**Text section**
MC South West proud of its Sri Lankan connection

One of the newest teams on the non-league block is MC South West, who play their home matches at Imperial Fields in Tooting.

The MC part of the team’s name comes from Mahajana College in Sri Lanka, where many parents of the players studied before founding the club.

MC South West celebrate having a large Sri Lankan base of players and are hoping to provide an opportunity for Asian players to develop their game and move up the football pyramid.

Chairman Shea Brady said: “Asian players predominantly tend to stick to Tamil or Muslim leagues; they don’t join non-league and that is a real issue in their development.

“In south west London it is often either fully white teams or fully black teams, there’s not much Asian representation. We’re really proud of the position we take where we say that anyone is welcome.

“We’ve got this incredibly diverse team of people from lots of backgrounds and you don’t really see that in non-league football.”

**Requirement**
Can you go on with the article about MC South West's Sri Lankan connection, starting right after the chairman's last quote?

**Data section**

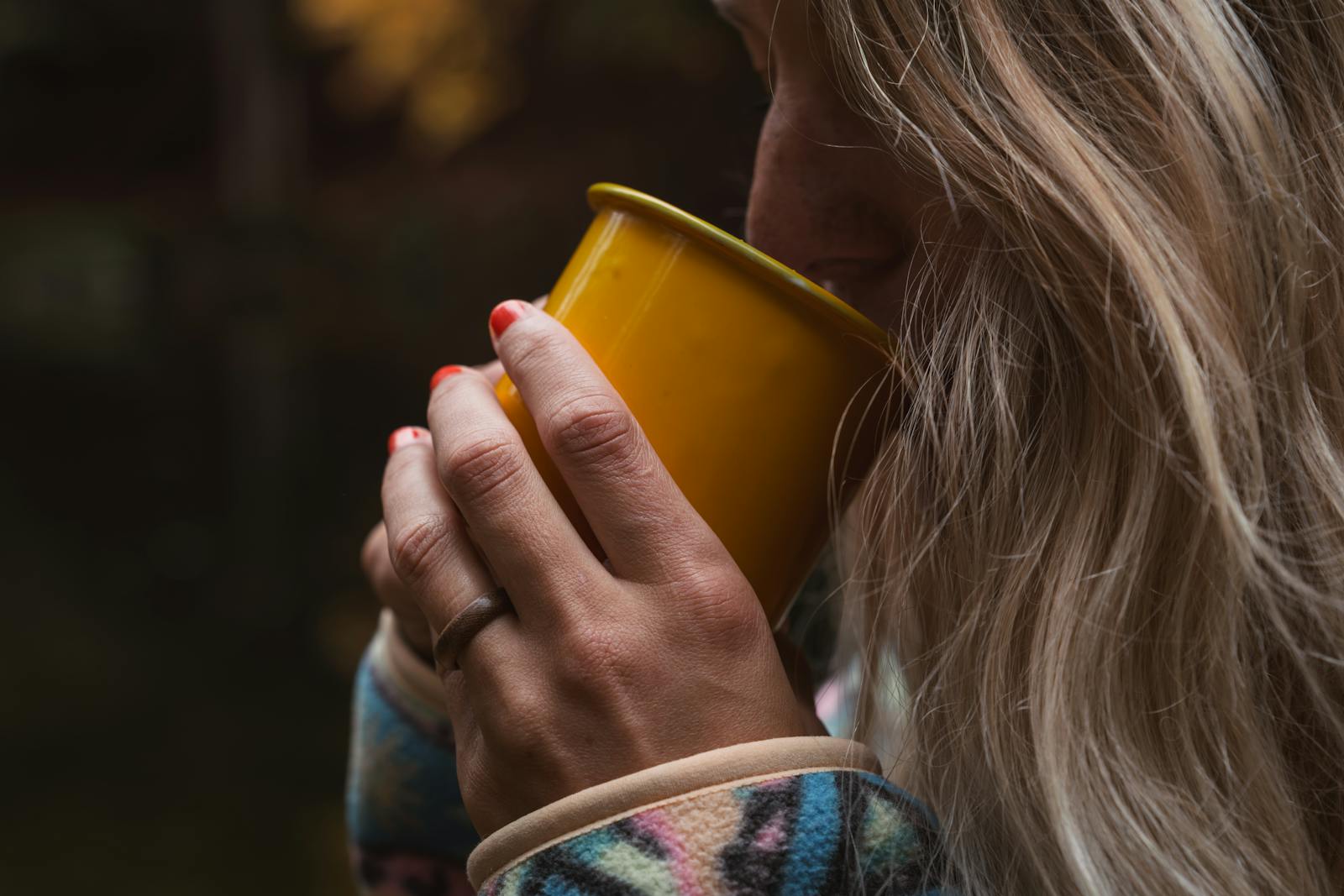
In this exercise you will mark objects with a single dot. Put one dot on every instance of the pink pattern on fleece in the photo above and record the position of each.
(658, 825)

...

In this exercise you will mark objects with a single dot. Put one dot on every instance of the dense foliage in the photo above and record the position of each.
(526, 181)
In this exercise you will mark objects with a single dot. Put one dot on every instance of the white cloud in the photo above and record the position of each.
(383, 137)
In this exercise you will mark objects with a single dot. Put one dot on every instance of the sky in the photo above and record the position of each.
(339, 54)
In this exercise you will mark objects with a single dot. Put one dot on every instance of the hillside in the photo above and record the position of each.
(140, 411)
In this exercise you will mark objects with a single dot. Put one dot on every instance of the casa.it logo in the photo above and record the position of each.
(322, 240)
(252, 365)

**Exercise output**
Originally founded in 2005 as South West FC by a group of friends from university, last year the club merged with fellow local non-league side MC United, having faced collapse due to financial and practical instability.

SRI LANKAN: The club is proud of its Sri Lankan connection

MC South West marked their debut in the Surrey South Eastern Combination Division Two with a mid-table finish.

After a successful recruitment campaign they are looking to improve, however having won just one in four games this season, it is proving more difficult than expected.

Brady explained: “It was a transitional makeshift year.

“I think we’ve got a good chance of finishing in the top half of the table. It is going to be a really intense season. Hopefully, we’ll get back to winning ways.”

Co-managers Onen and Jesam Eyong played for the club for over a decade before turning to management last campaign.

The brothers felt empowered to take on the role after realising the necessity for black management, an issue Brady highlighted as prevalent within football.

He said: “Black coaches really aren’t getting the opportunities that they deserve. It is more profound in the Premier League but as you go down the pyramid it does trickle through.”

Off the pitch the club have been working with the committee at Mahajana College to help raise funds to support the area of Jaffna in Sri Lanka.

Closer to home, this year saw the launch of the inaugural Southwestival, a tournament between local non-league sides.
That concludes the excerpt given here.